#### DIRECTION
Pick out every line in the items below that contains the string "seating", and copy each of those lines in full.

[Begin DATASET ROWS]

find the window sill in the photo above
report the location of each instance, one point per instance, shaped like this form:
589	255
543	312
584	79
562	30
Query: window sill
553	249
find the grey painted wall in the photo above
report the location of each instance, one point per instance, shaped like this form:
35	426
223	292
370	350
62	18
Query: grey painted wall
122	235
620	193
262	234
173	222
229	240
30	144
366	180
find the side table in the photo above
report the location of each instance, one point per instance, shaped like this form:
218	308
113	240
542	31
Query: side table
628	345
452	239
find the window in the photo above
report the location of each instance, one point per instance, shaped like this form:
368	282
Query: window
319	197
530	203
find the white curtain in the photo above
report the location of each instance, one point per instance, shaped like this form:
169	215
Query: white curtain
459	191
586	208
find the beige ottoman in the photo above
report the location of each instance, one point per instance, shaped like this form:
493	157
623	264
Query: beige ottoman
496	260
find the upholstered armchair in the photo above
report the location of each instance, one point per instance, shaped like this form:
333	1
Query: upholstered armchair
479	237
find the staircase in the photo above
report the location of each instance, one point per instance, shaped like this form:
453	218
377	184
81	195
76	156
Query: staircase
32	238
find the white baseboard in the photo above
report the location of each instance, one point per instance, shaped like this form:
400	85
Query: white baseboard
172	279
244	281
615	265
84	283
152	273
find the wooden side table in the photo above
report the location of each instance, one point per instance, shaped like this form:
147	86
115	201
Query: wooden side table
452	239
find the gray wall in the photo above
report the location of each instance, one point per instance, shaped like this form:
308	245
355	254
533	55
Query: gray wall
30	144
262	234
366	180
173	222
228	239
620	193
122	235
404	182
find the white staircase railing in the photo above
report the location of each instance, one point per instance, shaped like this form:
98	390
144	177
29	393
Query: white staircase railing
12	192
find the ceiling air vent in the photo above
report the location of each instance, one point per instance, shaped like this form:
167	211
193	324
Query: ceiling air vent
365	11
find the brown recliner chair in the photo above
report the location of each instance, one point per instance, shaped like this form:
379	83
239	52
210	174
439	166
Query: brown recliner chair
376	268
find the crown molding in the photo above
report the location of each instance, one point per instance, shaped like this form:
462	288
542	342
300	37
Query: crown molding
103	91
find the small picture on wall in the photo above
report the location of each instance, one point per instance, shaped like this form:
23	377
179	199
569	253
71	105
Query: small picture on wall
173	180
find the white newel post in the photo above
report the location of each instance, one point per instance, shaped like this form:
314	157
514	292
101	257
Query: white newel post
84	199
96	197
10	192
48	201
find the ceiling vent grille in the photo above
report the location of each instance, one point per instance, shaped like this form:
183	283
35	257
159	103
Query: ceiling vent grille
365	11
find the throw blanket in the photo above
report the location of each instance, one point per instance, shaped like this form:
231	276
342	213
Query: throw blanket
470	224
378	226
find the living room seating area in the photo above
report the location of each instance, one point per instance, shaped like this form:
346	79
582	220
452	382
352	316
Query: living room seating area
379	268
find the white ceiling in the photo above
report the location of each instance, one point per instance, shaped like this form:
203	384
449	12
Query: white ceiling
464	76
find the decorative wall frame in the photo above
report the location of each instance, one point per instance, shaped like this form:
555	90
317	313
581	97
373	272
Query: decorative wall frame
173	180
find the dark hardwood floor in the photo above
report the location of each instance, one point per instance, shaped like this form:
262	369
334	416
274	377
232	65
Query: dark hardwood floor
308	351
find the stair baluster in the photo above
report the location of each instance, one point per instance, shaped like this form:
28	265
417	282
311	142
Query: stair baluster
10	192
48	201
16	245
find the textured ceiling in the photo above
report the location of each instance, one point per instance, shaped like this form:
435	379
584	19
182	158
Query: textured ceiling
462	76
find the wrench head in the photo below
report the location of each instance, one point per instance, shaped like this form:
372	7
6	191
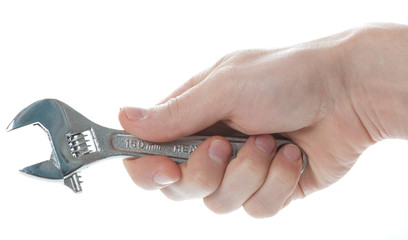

[End DATASET ROWS]

#### RESULT
find the living room seating area in the photo above
Query: living room seating area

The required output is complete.